Task objective:
Reproduce verbatim the lines of the entries below, starting at the line that contains "of the plastic" and stopping after the line that contains "Target: plastic bucket".
— Begin —
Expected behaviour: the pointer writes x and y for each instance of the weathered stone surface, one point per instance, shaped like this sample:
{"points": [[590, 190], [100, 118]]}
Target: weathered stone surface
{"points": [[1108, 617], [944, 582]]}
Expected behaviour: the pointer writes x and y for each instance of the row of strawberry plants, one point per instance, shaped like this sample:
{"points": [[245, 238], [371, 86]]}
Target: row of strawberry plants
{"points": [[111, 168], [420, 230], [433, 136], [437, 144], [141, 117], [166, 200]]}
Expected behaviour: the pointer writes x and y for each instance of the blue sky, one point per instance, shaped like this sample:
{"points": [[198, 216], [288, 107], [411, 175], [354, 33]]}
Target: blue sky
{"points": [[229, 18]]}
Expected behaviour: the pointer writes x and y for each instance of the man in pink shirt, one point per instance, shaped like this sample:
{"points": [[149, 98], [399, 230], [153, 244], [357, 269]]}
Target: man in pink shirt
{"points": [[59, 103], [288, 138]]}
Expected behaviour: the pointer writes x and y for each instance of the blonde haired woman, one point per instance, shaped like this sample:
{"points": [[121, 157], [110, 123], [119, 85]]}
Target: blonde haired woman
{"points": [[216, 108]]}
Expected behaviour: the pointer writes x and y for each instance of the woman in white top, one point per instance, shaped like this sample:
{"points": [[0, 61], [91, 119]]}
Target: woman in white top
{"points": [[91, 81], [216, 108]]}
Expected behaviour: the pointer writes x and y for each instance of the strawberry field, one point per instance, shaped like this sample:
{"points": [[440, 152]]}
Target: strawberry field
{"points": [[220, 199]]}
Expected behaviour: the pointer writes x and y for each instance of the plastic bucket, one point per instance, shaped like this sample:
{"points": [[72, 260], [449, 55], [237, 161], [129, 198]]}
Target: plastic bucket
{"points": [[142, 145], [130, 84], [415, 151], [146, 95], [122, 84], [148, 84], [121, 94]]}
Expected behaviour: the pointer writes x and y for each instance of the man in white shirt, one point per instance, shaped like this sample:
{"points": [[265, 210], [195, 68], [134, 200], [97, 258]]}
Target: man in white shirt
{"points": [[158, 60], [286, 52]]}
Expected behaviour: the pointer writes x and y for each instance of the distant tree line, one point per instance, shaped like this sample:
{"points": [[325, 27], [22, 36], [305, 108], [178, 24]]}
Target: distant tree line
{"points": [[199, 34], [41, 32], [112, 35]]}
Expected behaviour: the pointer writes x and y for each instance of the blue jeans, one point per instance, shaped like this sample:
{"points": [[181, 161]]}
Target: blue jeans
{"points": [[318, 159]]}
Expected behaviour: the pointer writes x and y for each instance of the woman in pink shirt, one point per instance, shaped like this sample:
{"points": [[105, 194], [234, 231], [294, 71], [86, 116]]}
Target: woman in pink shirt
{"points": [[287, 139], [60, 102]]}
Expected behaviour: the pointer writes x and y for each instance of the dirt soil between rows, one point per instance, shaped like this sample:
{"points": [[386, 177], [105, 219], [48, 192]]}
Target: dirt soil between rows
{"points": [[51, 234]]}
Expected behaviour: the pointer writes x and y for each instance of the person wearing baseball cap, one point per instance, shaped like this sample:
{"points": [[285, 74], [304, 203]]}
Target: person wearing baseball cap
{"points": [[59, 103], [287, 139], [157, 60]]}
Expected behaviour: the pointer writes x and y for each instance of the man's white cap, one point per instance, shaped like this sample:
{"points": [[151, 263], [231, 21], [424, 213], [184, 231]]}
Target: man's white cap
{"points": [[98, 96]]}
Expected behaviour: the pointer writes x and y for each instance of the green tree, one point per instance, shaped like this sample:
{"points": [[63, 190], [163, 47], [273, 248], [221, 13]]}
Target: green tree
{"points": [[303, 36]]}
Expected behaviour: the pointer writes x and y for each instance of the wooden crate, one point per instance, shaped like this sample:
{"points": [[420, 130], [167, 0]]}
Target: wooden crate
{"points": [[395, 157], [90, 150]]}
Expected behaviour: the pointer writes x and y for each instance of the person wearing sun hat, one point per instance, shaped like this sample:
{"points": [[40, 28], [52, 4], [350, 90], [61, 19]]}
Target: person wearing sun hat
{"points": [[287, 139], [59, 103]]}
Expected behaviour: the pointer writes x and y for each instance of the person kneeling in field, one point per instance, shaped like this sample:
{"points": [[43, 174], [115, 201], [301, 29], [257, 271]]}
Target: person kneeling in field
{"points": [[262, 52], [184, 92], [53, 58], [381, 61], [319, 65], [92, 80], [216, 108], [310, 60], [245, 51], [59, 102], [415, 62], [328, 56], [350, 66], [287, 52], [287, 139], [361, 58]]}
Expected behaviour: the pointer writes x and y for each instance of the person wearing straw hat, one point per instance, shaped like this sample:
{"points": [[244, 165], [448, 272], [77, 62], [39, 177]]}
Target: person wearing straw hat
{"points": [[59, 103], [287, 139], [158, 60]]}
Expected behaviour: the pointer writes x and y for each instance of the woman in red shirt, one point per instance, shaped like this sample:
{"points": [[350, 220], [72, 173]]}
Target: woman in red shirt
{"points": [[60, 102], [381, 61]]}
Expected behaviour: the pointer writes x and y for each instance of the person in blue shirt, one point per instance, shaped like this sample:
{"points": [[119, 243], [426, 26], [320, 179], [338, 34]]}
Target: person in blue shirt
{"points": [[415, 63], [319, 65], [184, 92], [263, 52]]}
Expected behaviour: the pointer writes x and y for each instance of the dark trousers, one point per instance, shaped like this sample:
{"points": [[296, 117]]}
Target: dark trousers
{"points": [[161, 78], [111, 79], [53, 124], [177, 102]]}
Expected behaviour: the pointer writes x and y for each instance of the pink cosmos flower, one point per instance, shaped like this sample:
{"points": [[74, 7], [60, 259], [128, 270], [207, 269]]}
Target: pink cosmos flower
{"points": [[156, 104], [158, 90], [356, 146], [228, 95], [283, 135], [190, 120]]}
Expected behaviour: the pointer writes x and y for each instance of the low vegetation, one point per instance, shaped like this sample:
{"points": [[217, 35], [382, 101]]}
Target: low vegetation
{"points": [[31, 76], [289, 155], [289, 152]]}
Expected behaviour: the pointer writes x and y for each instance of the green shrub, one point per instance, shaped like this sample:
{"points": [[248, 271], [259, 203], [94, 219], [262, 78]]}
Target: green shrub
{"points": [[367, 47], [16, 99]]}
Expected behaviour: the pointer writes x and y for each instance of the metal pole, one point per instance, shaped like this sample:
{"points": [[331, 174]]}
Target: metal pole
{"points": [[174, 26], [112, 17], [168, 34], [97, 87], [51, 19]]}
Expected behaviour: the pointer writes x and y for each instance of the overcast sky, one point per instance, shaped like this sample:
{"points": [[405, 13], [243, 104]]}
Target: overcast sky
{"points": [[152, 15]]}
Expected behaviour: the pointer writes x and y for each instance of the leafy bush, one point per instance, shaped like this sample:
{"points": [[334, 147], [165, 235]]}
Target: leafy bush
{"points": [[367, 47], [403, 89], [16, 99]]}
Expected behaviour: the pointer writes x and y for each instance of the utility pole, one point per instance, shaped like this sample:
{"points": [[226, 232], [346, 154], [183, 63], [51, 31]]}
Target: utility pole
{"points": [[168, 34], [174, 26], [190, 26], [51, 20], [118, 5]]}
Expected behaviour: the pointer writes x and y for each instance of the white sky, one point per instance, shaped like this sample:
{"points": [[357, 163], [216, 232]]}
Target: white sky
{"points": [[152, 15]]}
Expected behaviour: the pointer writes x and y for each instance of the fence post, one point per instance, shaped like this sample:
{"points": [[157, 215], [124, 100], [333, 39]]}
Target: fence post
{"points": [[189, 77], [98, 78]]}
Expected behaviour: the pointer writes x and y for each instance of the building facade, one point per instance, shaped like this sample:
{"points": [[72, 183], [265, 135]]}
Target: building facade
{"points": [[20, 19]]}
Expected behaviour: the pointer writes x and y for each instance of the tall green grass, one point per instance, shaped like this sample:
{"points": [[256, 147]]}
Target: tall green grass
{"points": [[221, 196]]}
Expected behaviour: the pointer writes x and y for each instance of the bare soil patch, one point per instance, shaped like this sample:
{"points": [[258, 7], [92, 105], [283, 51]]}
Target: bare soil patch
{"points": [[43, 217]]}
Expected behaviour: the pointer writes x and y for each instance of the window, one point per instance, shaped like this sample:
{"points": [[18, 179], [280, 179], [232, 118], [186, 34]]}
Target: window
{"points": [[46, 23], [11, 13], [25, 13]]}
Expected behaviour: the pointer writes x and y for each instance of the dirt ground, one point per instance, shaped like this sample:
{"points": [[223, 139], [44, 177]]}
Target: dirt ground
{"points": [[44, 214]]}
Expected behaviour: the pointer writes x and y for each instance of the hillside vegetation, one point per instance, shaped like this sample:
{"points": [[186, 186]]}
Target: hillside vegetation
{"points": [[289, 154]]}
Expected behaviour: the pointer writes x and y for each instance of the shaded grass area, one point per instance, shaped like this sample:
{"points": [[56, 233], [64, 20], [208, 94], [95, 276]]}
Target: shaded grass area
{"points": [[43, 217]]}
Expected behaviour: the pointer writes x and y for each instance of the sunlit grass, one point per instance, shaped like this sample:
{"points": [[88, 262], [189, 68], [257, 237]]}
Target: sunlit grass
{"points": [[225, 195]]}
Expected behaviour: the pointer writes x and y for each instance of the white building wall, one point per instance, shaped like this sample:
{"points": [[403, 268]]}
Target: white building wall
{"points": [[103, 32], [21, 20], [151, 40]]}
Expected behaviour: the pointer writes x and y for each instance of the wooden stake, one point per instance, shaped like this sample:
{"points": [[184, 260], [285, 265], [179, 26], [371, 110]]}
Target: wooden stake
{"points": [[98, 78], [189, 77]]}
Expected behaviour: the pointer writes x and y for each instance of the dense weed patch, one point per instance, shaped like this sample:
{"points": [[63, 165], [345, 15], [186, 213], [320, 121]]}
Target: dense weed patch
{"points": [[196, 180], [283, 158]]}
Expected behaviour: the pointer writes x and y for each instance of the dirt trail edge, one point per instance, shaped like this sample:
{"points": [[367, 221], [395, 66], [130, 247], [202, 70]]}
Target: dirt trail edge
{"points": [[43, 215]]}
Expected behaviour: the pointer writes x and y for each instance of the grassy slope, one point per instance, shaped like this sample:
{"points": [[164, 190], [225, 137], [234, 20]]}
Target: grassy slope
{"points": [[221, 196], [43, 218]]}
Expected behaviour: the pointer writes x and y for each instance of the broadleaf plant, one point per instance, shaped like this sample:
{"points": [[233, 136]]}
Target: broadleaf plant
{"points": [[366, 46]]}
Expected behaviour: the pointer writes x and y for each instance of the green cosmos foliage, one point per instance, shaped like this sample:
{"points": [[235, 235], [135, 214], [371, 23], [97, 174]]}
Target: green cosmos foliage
— End —
Solution:
Expected behaviour: the pointer writes x and y for each instance of the plastic bucket, one point per instance, shaped like this sample:
{"points": [[72, 260], [449, 55], [237, 161], [129, 198]]}
Target: plastic bucket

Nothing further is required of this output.